EXCERPTED TEXT:
Skip to main content

Overview

KnowledgeBase provides advanced features for intelligent document processing, including automatic loader/splitter selection, indexed processing for multiple sources, and flexible content handling.

Intelligent Auto-Detection

When loaders and splitters are not provided, KnowledgeBase automatically detects and creates appropriate components for each source based on file type and content analysis.
from upsonic import KnowledgeBase
from upsonic.embeddings import OpenAIEmbedding, OpenAIEmbeddingConfig
from upsonic.vectordb import ChromaProvider, ChromaConfig, ConnectionConfig, Mode

embedding = OpenAIEmbedding(OpenAIEmbeddingConfig())
vectordb = ChromaProvider(ChromaConfig(
    collection_name="auto_kb",
    vector_size=1536,
    connection=ConnectionConfig(mode=Mode.IN_MEMORY)
))

DATA SHOWN:
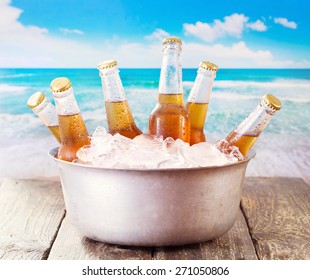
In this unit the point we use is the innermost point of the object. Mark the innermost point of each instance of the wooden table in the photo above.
(273, 223)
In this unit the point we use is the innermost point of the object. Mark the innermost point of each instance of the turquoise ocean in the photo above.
(283, 149)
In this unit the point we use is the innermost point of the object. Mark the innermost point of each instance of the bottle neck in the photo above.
(65, 103)
(112, 85)
(255, 123)
(202, 88)
(171, 71)
(47, 113)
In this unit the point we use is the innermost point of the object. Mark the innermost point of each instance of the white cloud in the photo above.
(286, 23)
(158, 35)
(32, 46)
(71, 31)
(232, 25)
(257, 26)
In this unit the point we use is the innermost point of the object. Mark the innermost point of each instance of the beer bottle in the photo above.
(45, 110)
(73, 133)
(119, 117)
(169, 117)
(247, 132)
(198, 100)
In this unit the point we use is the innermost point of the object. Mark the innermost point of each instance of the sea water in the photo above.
(283, 149)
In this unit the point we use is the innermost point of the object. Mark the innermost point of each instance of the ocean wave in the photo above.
(278, 83)
(5, 88)
(227, 95)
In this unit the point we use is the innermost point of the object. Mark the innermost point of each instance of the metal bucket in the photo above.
(157, 207)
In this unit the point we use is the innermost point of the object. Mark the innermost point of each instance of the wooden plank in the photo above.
(70, 244)
(235, 244)
(30, 214)
(278, 214)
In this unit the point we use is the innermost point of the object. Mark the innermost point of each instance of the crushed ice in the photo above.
(148, 152)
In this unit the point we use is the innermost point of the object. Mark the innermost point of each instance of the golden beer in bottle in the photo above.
(198, 100)
(169, 118)
(247, 132)
(45, 110)
(73, 132)
(119, 116)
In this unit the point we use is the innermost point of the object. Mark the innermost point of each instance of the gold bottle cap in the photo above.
(172, 40)
(106, 64)
(60, 84)
(272, 101)
(208, 65)
(35, 100)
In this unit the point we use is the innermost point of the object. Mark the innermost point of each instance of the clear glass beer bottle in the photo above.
(73, 132)
(198, 100)
(45, 110)
(246, 133)
(169, 117)
(119, 116)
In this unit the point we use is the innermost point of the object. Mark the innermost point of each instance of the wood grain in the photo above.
(235, 244)
(30, 214)
(70, 244)
(278, 214)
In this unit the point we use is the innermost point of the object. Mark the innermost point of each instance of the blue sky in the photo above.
(233, 34)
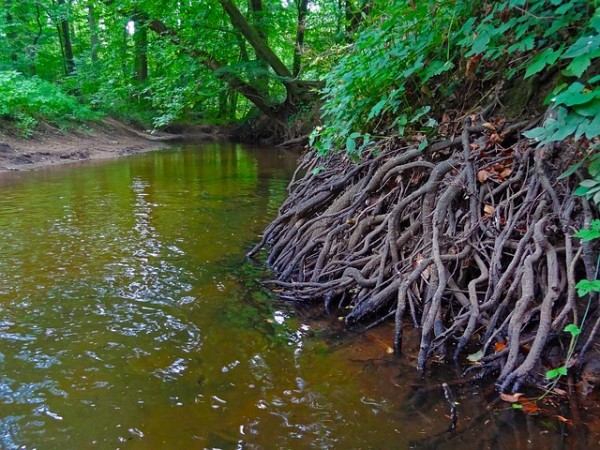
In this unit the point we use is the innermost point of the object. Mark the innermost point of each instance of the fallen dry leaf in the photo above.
(530, 408)
(505, 173)
(564, 419)
(511, 398)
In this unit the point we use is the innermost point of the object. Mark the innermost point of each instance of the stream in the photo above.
(130, 319)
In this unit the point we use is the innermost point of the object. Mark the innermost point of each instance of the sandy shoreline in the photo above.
(52, 147)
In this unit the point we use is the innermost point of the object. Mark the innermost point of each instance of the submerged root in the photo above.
(469, 239)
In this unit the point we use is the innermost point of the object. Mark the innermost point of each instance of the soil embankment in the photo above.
(50, 146)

BRIEF 1:
Do the following statements agree with the KnowledgeBase overview? For each, answer yes or no and quote the deciding words of the overview. (a) KnowledgeBase creates suitable components on its own when loaders and splitters are not supplied. (b) The example code sets the vector size to 768. (c) The example connection is configured to run in memory.
BRIEF 2:
Output as a numbered list, with blank lines omitted, the lines of the records starting at the line that contains "root in the photo above." and ending at the end of the records, both ends included.

EXPECTED ANSWER 1:
(a) Yes: "When loaders and splitters are not provided, KnowledgeBase automatically detects and creates appropriate components for each source based on file type and content analysis."
(b) No: "vector_size=1536,"
(c) Yes: "connection=ConnectionConfig(mode=Mode.IN_MEMORY)"

EXPECTED ANSWER 2:
1. In this unit the point we use is the innermost point of the object. Mark the innermost point of each instance of the submerged root in the photo above.
2. (469, 239)
3. In this unit the point we use is the innermost point of the object. Mark the innermost point of each instance of the soil embankment in the photo above.
4. (50, 146)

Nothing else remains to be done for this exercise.